━━ Supplied text ━━

Wednesday 4 September 2013

Insufficiently shambolic.

Sequel to the Prequel
by Babyshambles
(Parlophone, 2013)


I don’t like British indie rock. I resent the cacophony of the leaden guitar playing, the pick vituperatively assaulting the strings as if the indie’ers haven’t worked out that amplifiers are actually rather useful for, well, amplifying one’s playing. More so than the sans funk unconscious imitation of chicken-scratch rhythm guitar, I loathe consummately prosaic Brit-Rock hacks like Alex Turner who believe you should write only about what you know, as opposed to what you feel . Pete Doherty, however, is an exception; iconoclastic enough as a performer, a writer and – of late – a Parisian bohemian expatriate to still hold a certain superiority over the multitude of groups spawned in The Libertines’ wake who are, at best, as “this’ll do” adequately uninspiring as Beady Eye. Sequel to the Prequel is his first album in four years and its perfunctory sensibility suggests that, although Doherty is certainly a functioning addict, the joys implied by Babyshambles’ rollicking music might even be actualised were their centric singer-songwriter slightly more than just functioning.

At this stage, what can be said about Doherty’s heroin addiction that doesn't lend succour to the tabloid press’ relentless and sadistic campaign to make everyone forget that he’s, at least in essence, a musician? I would love to – as with his fantastic 2009 solo album Grace/Wastelands – be able to use Sequel to the Prequel as a riposte to these facile voyeurs, but it feels as superficial a manifestation of the familiar Doherty persona as a late-period Rolling Stones record. “Rollicking” was an adjective I used in the previous paragraph to describe the joie de vivre-imbued Babyshambles sound, and what music is more rollicking than freshly electric Bob Dylan, circa 1965? Doherty seems to agree with me, as he plagiarises passages of I Want You and Maggie’s Farm in a couple of the record’s uniformly derivative melodies.

━━━

(Action item) Transcribe the portion of the Babyshambles review that begins at the words "At this stage, what" and stops after the words "uniformly derivative melodies.".

━━ Supplied information ━━

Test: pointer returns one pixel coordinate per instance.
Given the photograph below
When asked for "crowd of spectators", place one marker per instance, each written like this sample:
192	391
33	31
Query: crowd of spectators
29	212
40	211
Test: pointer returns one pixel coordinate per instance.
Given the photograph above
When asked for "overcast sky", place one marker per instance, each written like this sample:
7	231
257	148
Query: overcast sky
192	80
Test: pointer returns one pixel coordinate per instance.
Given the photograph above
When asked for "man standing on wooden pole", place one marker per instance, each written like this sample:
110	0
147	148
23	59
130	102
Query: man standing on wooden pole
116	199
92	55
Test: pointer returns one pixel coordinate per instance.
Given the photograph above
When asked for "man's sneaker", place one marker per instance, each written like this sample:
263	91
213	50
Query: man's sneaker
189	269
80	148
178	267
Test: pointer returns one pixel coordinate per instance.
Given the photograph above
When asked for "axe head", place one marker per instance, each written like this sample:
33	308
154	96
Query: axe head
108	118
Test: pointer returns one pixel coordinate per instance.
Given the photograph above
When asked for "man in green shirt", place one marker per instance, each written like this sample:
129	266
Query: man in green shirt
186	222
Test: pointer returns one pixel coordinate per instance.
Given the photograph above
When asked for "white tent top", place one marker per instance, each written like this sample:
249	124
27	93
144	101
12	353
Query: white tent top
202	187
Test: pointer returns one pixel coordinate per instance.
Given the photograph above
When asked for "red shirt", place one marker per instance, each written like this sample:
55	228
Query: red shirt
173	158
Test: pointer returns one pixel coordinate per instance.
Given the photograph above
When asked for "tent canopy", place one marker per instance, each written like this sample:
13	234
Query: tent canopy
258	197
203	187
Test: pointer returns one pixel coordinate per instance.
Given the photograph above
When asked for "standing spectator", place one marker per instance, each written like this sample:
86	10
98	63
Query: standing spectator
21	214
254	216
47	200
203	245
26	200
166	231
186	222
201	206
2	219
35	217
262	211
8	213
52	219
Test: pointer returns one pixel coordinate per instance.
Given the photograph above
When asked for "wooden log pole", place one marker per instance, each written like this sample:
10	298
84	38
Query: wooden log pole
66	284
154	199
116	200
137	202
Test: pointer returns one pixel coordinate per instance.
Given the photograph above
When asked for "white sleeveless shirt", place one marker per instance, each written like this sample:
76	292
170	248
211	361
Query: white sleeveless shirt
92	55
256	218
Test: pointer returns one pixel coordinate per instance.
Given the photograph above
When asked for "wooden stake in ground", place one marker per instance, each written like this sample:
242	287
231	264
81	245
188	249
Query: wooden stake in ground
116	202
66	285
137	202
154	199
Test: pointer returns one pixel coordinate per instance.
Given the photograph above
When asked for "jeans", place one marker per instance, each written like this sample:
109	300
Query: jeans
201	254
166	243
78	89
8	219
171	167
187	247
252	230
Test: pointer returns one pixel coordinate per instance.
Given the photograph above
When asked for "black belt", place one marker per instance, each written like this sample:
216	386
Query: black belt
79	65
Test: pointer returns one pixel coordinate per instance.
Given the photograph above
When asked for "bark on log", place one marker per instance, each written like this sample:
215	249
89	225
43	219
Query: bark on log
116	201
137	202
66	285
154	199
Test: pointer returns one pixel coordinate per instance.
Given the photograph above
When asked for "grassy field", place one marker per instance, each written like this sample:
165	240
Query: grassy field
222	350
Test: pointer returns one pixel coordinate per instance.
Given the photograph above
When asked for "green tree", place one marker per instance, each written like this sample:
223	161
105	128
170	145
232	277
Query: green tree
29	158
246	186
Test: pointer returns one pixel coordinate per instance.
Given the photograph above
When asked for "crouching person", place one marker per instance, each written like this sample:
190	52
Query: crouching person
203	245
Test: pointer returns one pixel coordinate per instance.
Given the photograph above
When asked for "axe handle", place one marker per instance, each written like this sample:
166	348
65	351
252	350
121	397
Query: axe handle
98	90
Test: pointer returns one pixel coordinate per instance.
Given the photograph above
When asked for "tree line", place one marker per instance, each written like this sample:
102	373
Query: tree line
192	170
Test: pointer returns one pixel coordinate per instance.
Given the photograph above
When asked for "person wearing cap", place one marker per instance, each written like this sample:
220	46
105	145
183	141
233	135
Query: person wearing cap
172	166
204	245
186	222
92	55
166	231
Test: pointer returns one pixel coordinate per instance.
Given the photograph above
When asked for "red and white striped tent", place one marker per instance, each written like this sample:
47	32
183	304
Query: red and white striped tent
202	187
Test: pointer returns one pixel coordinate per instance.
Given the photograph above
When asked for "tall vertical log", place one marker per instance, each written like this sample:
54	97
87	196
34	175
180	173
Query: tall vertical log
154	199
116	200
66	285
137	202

━━━

(Result)
At this stage, what can be said about Doherty’s heroin addiction that doesn't lend succour to the tabloid press’ relentless and sadistic campaign to make everyone forget that he’s, at least in essence, a musician? I would love to – as with his fantastic 2009 solo album Grace/Wastelands – be able to use Sequel to the Prequel as a riposte to these facile voyeurs, but it feels as superficial a manifestation of the familiar Doherty persona as a late-period Rolling Stones record. “Rollicking” was an adjective I used in the previous paragraph to describe the joie de vivre-imbued Babyshambles sound, and what music is more rollicking than freshly electric Bob Dylan, circa 1965? Doherty seems to agree with me, as he plagiarises passages of I Want You and Maggie’s Farm in a couple of the record’s uniformly derivative melodies.